Apichatpong: Yes. The name of the film was Utopia. That’s what we’re all after, in terms of creativity and freedom. But somehow, everywhere seems to be heading in the opposite direction politically. I still want to make the movie, but I need to rewrite it. It’s an ecological science fiction disaster movie, and it’s about nature erupting, almost alive, and undergoing this cycle of change in the Western world. I don’t want to make it sound negative, but for me, I’m not so excited when I travel to the West. Whereas, when I travel to the East, I always discover new things from its history and stories. The movie is really about the West in crisis trying to reinvent itself. I planned to make it in the US because that’s where all my science fiction memories originate. I used to be so inspired by the science fiction books and movies from the seventies but I just don’t find inspiration in new work there now.
Paul: When we last met in 2015, we talked about your video installation Fireworks (Archive) and how it explored relationships between light and political memory. I’ve often thought of your films and videos collectively as a kind of archive for memories that would otherwise be lost, forgotten, or simply edited out of history.
Apichatpong: I’m really interested in perception and what we claim to be reality. Especially for a filmmaker, who always creates illusions or relies on lies to sculpt the world. I’m trying to question myself or to activate memories that don’t exist except through word of mouth, shared by people who were political victims. In Thailand and many other places, there are no documents. There is only propaganda. At the same time, my work is personal and very abstract. It’s not documentation. It’s not even historical record. It’s more about my personal reaction to a particular situation or place.
Paul: In 2014, a military coup seized power in Thailand and the country has been gripped by uncertainty under an increasingly oppressive dictatorship. I’m wondering how this is affecting you personally.
----------------------------------------
> _Work to complete_
1. Output the passage of the interview with Apichatpong between "Apichatpong: I’m really" and "affecting you personally.", inclusive.
2. Answer these questions about the interview with Apichatpong:
(a) What was the name of the film Apichatpong planned to make?
(b) In what year did Paul and Apichatpong last meet?
(c) In what year did a military coup seize power in Thailand?
3. Carry the interview with Apichatpong forward from its final sentence, adding what comes next.

> _Raw data_
----------------------------------------
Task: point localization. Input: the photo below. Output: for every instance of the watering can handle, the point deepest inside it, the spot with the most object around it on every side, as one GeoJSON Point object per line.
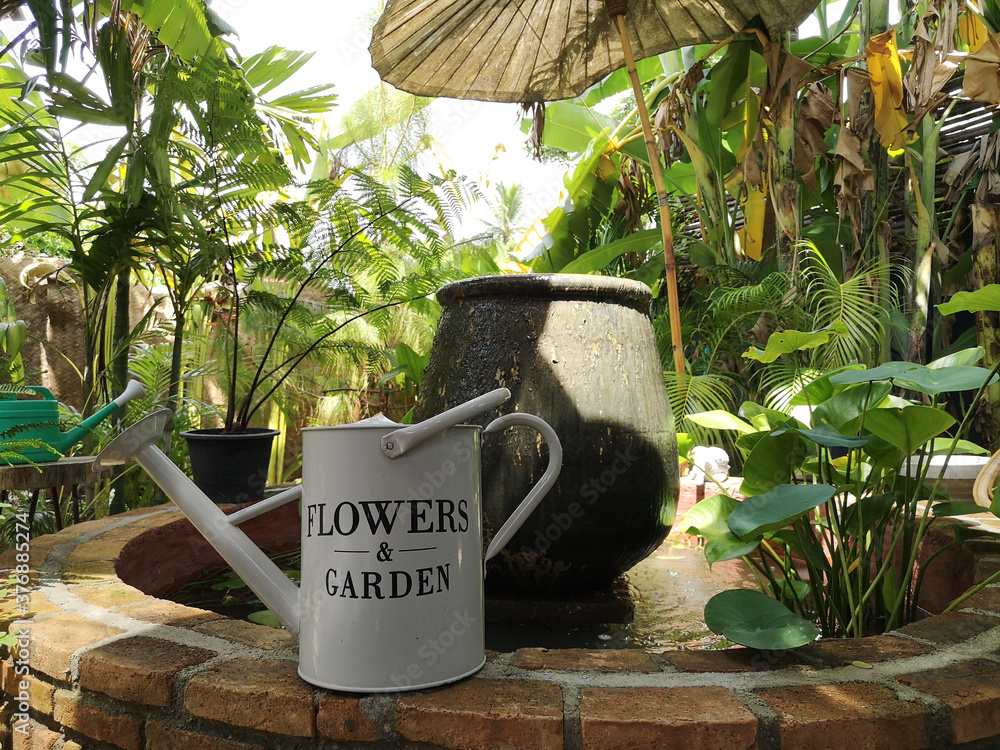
{"type": "Point", "coordinates": [520, 515]}
{"type": "Point", "coordinates": [398, 442]}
----------------------------------------
> _Answers to the exercise_
1.
Apichatpong: I’m really interested in perception and what we claim to be reality. Especially for a filmmaker, who always creates illusions or relies on lies to sculpt the world. I’m trying to question myself or to activate memories that don’t exist except through word of mouth, shared by people who were political victims. In Thailand and many other places, there are no documents. There is only propaganda. At the same time, my work is personal and very abstract. It’s not documentation. It’s not even historical record. It’s more about my personal reaction to a particular situation or place.
Paul: In 2014, a military coup seized power in Thailand and the country has been gripped by uncertainty under an increasingly oppressive dictatorship. I’m wondering how this is affecting you personally.

2.
(a) Utopia
(b) 2015
(c) 2014

3.
Apichatpong: The political situation now in Thailand is really extreme. It’s like a loop with the recent coup d’état: sometimes you have freedom and sometimes you don’t. Right now, we don’t. I just feel that I should step out for a bit and come back when I don’t have to censor myself. That’s why I’m planning to make my next movie in South America. I’m able to write and make short films here, but my feature films are really about storytelling and I would have to censor myself if I were to try to make one here right now. I am not an activist. I’m not Ai Weiwei. I’m not really aiming for my work to change the world. But I feel my own creativity is threatened here. There are so many situations that would surprise you. Like this morning, a student was arrested just because he shared a BBC news story online about the new king. The fact that he just clicked ‘share’ and the police came and arrested him is really brutal.
Paul: After winning the Palm d’Or, did you find that your position changed at all in Thailand?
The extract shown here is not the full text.